## Short task A
Answer these questions using the thread on vm_compute:
(i) Which tactic fixes the aac-tactics failure when it replaces vm_compute?
(ii) At which commit did the CI failures occur?
(iii) How many lines long is the Perennial term once its implicit arguments are displayed?

## Page text
>> BEGIN

Regarding the failure in aac-tactics, it happens because aac_normalize calls vm_compute on a function env_sym that contains opaque proof terms about the reified symbols (e.g., of type Proper eq). Before, the strong normalization of env_sym was silently exploding but it was eventually succeeding. Now, it errors out due to the opaque proofs. Replacing vm_compute by cbn fixes the issue. (And it even makes sense, because computing the strong normal form of env_sym is just pointless.)

Copy link
Contributor

coqbot-app bot commented Apr 10, 2024

🔴 CI failures at commit cc5e20f without any failure in the test-suite

✔️ Corresponding jobs for the base commit eccca3a succeeded

❔ Ask me to try to extract minimal test cases that can be added to the test-suite

🏃 @coqbot ci minimize will minimize the following targets: ci-aac_tactics, ci-fiat_crypto, ci-fourcolor, ci-jasmin, ci-metacoq, ci-mtac2, ci-perennial
  • You can also pass me a specific list of targets to minimize as arguments.

@silene
Copy link
Contributor Author

silene commented Apr 10, 2024

For Perennial, the calls to vm_compute produce terms like

(Works val #(U64_val 6) = Works val #(U64_val 6))

which seems nice enough. But if you display the implicit arguments, you get a 1100-line term, which shows that its strong normalization did explode. And you cannot even replace the calls to vm_compute by something else, because the constants involved are "basically transparent but considered opaque for reduction", as Coq says. In other words, Perennial uses vm_compute to force reduction despite opacity.

@JasonGross
Copy link
Member

And you cannot even replace the calls to vm_compute by something else, because the constants involved are "basically transparent but considered opaque for reduction", as Coq says

Can we not replace it with a with_strategy ... cbv? Or if we need to make everything transparent, perhaps with_strategy can be extended with a way of specifying "all constants"?

>> END

Dataset records about object locations:
>> BEGIN

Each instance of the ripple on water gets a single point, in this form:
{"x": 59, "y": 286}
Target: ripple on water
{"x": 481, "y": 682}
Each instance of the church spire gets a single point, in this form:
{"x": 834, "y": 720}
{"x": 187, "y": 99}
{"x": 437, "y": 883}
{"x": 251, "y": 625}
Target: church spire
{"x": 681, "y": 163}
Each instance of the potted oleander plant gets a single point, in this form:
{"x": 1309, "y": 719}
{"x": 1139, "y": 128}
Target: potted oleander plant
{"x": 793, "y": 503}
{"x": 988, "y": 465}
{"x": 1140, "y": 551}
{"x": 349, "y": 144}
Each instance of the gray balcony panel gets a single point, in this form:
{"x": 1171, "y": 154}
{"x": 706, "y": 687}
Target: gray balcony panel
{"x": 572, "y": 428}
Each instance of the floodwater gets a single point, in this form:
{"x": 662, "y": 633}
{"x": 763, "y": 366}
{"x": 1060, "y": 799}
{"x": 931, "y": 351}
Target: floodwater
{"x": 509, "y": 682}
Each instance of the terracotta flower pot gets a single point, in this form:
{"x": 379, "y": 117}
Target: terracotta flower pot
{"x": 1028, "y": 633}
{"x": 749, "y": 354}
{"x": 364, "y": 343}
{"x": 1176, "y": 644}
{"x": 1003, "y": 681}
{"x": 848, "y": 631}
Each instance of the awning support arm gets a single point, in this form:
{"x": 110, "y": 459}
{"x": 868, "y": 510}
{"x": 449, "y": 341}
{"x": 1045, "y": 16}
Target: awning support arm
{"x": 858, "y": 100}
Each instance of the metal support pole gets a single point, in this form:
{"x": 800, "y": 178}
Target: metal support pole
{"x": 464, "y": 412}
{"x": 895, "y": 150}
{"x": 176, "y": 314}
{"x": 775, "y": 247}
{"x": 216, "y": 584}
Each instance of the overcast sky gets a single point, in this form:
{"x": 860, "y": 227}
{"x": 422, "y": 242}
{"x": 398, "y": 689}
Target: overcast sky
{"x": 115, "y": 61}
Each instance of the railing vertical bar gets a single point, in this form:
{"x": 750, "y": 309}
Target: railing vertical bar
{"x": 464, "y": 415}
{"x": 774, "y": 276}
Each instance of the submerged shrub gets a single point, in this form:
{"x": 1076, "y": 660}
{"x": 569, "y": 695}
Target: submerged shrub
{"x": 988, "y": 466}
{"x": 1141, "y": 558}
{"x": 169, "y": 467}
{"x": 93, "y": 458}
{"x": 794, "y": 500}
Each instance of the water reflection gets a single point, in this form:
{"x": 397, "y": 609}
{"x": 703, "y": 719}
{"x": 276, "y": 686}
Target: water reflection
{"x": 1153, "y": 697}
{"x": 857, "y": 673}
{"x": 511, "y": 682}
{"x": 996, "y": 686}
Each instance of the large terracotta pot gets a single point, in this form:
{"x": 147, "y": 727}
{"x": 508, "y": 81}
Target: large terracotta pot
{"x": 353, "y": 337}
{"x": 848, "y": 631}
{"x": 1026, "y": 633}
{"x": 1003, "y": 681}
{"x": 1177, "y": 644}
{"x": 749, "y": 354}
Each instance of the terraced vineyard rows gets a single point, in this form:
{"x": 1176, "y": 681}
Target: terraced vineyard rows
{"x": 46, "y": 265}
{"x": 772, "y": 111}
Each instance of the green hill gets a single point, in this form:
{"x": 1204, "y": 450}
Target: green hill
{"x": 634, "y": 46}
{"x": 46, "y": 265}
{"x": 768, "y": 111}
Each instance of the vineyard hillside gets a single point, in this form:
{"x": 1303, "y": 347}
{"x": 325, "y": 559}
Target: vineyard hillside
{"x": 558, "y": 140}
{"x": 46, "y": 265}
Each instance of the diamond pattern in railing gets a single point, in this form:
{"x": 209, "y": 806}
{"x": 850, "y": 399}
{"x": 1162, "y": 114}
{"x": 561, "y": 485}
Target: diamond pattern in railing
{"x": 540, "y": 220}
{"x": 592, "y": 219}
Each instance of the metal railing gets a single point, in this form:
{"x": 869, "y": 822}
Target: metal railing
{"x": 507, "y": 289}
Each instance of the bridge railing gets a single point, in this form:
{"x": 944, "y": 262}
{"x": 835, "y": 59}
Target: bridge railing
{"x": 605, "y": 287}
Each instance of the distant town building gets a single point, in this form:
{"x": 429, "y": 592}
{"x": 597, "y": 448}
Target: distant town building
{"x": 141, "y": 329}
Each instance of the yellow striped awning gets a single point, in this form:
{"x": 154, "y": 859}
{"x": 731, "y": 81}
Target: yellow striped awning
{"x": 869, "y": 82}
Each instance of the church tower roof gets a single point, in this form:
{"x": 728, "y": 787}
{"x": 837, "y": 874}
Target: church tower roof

>> END

## Short task B
Write out everything in the entries from the line containing "Each instance of the yellow" down to the end of the entries, renaming "church tower roof" as "church steeple roof" and leaving everything else unchanged.

## Exercise solution A
(i) cbn
(ii) cc5e20f
(iii) 1100 lines

## Exercise solution B
Each instance of the yellow striped awning gets a single point, in this form:
{"x": 154, "y": 859}
{"x": 731, "y": 81}
Target: yellow striped awning
{"x": 869, "y": 82}
Each instance of the church steeple roof gets a single point, in this form:
{"x": 728, "y": 787}
{"x": 837, "y": 874}
Target: church steeple roof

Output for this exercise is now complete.